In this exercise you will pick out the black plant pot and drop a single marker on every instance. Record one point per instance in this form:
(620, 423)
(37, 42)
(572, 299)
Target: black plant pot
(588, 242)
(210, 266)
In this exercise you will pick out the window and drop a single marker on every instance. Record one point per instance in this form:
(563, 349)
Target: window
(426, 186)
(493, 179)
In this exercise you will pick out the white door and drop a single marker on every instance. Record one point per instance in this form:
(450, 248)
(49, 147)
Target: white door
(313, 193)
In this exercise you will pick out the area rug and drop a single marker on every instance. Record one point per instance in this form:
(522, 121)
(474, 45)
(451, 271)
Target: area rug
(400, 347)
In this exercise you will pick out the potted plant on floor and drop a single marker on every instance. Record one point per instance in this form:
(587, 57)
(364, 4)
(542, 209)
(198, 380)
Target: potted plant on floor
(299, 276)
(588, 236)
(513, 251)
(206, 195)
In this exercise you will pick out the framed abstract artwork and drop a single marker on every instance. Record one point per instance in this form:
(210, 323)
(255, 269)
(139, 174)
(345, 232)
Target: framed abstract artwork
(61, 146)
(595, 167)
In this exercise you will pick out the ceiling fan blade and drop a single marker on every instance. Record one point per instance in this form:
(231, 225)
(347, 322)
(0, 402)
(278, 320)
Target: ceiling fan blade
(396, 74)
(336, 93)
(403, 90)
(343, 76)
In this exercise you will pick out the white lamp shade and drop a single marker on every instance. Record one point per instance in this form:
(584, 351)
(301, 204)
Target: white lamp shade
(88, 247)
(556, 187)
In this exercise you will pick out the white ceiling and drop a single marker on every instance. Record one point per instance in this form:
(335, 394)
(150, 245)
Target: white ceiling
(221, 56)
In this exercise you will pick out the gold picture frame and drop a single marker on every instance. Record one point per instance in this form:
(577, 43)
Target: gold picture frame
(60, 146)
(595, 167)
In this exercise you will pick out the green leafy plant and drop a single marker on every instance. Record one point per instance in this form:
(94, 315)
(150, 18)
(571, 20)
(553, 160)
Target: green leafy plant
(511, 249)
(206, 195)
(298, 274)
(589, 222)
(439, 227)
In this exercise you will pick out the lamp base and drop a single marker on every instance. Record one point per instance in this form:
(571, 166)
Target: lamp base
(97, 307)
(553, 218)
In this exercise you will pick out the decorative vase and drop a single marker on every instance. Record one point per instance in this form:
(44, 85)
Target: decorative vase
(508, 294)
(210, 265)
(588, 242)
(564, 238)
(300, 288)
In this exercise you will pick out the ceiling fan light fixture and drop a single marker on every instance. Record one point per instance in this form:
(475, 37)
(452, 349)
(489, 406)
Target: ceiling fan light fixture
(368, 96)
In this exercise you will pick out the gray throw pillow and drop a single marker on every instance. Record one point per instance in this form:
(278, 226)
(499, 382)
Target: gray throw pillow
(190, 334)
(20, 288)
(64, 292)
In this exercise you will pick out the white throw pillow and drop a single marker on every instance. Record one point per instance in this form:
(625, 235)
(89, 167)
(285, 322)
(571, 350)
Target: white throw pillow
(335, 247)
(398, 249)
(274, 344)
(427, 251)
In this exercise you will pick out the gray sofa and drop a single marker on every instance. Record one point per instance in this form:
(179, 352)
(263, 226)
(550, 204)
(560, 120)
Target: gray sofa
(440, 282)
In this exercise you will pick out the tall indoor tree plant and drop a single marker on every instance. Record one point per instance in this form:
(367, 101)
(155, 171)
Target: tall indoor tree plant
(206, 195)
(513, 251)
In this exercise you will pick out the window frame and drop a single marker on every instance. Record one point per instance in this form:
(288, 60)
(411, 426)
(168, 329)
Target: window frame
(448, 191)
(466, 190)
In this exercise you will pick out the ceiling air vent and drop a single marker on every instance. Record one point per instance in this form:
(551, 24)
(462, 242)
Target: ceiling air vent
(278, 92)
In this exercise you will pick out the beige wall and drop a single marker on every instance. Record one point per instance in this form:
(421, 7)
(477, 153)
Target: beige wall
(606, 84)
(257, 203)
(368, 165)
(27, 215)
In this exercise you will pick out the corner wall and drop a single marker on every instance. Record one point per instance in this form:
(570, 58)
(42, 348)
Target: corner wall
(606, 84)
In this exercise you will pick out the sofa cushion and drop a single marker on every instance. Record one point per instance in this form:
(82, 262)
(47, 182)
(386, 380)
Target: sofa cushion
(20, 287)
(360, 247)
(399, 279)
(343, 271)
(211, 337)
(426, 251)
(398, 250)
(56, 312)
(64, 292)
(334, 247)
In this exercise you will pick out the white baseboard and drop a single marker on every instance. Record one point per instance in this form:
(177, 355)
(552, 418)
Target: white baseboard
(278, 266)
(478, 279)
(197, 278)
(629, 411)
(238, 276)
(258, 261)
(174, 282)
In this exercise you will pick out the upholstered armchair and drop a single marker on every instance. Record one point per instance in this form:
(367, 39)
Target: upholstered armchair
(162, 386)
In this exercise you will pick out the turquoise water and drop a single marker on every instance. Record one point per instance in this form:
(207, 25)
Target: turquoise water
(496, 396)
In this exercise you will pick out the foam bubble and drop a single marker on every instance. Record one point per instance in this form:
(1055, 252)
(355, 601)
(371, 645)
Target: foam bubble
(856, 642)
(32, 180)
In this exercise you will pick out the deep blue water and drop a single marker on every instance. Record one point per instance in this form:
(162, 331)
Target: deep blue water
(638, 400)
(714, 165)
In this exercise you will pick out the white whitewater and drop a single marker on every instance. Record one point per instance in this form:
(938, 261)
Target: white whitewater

Exercise requirements
Using the listing, copy every line where the word "whitewater" shows up.

Solution for this problem
In this exercise you will pick out the white whitewater and drop a single marker on every instance. Record one point per instance in this form:
Target: white whitewater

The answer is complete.